- PROBLEM TO SOLVE
Output every line of the entries from the line containing "Isolate any visible black" through the last, exactly, with no other content.

- RECORDS FOR THIS EXERCISE
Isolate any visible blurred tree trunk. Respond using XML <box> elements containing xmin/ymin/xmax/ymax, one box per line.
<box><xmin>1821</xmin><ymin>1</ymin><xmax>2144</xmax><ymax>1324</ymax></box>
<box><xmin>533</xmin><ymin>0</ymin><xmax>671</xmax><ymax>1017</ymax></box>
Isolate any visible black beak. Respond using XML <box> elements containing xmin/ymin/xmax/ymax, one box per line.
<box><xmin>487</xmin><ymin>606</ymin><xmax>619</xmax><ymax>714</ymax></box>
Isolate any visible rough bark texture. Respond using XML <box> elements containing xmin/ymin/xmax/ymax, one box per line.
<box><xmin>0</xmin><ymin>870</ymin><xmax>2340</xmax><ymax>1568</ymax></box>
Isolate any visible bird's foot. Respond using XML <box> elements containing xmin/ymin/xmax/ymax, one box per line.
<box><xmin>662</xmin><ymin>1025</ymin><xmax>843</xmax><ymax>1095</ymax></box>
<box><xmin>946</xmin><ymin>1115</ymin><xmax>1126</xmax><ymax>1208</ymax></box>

- PROBLEM SOLUTION
Isolate any visible black beak. Respond using XML <box> elements containing xmin/ymin/xmax/ymax, one box per line.
<box><xmin>487</xmin><ymin>606</ymin><xmax>619</xmax><ymax>714</ymax></box>
Isolate any visible rough bark texture. Respond using XML <box> elements containing xmin/ymin/xmax/ymax, one box per line.
<box><xmin>0</xmin><ymin>870</ymin><xmax>2340</xmax><ymax>1568</ymax></box>
Isolate any visible bird's foot. Respond using XML <box> elements containing xmin/ymin/xmax/ymax, one box per line.
<box><xmin>662</xmin><ymin>1025</ymin><xmax>843</xmax><ymax>1095</ymax></box>
<box><xmin>946</xmin><ymin>1115</ymin><xmax>1126</xmax><ymax>1208</ymax></box>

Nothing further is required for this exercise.